Actions to take
(A) Can you turn the paragraph in the observability page that begins "The platform implements a multi-layer observability stack" into a short list that keeps its main facts?
(B) According to the observability page, why is CloudWatch part of the stack?
(C) Would you output everything in the observability page from "The platform implements" down to "mesh metrics (Consul/Envoy)."?

BEGIN Source document

Observability

The platform implements a multi-layer observability stack covering application performance monitoring (Datadog), infrastructure alarms (CloudWatch), network visibility (VPC Flow Logs), and service mesh metrics (Consul/Envoy).

Observability Stack

Layer	Tool	What It Covers
APM & Traces	Datadog	Request traces, latency, error rates across web/api
Log Collection	Datadog Agent	Container stdout/stderr from all pods
Infrastructure Metrics	Datadog Agent	CPU, memory, disk, network for nodes and pods
Cluster Monitoring	Datadog Cluster Agent	Kubernetes events, deployments, node health
Infrastructure Alarms	CloudWatch	RDS health, VPC flow log anomalies
Network Visibility	VPC Flow Logs	All network traffic (ACCEPT + REJECT)
Service Mesh Metrics	Consul/Envoy	mTLS connections, request routing, circuit breaking

Datadog

Architecture

The Datadog Operator pattern is used for deployment:

Terraform (datadog-operator component)
    │
    ├── kubernetes_namespace_v1 "datadog"
    └── helm_release "datadog-operator" (v2.1.0)
            │
            ▼
Datadog Operator (controller)

END Source document
BEGIN Provided data

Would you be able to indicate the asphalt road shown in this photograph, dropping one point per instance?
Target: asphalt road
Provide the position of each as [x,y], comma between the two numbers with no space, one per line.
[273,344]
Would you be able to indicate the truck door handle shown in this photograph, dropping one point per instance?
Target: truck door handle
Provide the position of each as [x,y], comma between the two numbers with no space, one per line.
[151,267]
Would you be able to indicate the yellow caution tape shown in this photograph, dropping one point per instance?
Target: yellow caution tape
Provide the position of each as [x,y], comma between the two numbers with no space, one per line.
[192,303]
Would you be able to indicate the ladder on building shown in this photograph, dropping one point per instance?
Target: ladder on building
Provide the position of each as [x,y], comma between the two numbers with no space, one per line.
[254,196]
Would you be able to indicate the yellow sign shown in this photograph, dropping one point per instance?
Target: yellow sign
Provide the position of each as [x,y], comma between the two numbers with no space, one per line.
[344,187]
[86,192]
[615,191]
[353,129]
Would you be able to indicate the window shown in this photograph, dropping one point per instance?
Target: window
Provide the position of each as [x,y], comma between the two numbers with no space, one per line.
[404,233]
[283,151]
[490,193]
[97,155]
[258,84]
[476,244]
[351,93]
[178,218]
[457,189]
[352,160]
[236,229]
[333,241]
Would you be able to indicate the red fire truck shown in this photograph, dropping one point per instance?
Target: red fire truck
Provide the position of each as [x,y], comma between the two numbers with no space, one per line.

END Provided data
BEGIN Provided data

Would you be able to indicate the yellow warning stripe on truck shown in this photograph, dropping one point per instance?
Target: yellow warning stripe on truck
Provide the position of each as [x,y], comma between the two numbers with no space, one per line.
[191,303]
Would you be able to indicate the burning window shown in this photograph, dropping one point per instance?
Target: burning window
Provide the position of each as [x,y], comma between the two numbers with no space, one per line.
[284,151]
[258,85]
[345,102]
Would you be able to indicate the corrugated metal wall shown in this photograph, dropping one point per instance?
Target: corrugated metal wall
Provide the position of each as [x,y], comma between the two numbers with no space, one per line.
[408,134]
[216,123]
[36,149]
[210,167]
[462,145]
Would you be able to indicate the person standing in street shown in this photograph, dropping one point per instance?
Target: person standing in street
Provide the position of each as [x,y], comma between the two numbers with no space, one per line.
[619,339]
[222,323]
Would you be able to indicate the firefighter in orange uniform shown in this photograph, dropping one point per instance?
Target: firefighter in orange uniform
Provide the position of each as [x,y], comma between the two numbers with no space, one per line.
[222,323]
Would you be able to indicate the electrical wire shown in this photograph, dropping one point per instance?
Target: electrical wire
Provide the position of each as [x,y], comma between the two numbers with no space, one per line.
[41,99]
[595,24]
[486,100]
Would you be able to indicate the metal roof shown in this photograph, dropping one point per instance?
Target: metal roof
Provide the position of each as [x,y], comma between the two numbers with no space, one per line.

END Provided data
BEGIN Provided data

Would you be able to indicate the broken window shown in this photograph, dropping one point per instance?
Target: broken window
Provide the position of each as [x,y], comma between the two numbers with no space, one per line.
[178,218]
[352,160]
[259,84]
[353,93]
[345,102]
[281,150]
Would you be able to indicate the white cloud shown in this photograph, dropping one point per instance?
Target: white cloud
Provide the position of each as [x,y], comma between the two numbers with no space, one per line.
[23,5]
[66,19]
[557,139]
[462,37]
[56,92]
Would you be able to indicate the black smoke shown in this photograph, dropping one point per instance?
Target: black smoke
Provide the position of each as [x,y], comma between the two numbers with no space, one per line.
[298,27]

END Provided data

Response list
(A)
The platform's multi-layer observability stack covers:
- Application performance monitoring: Datadog
- Infrastructure alarms: CloudWatch
- Network visibility: VPC Flow Logs
- Service mesh metrics: Consul/Envoy

(B) CloudWatch fills the infrastructure alarms layer. It covers RDS health and anomalies in the VPC flow logs.

(C)
The platform implements a multi-layer observability stack covering application performance monitoring (Datadog), infrastructure alarms (CloudWatch), network visibility (VPC Flow Logs), and service mesh metrics (Consul/Envoy).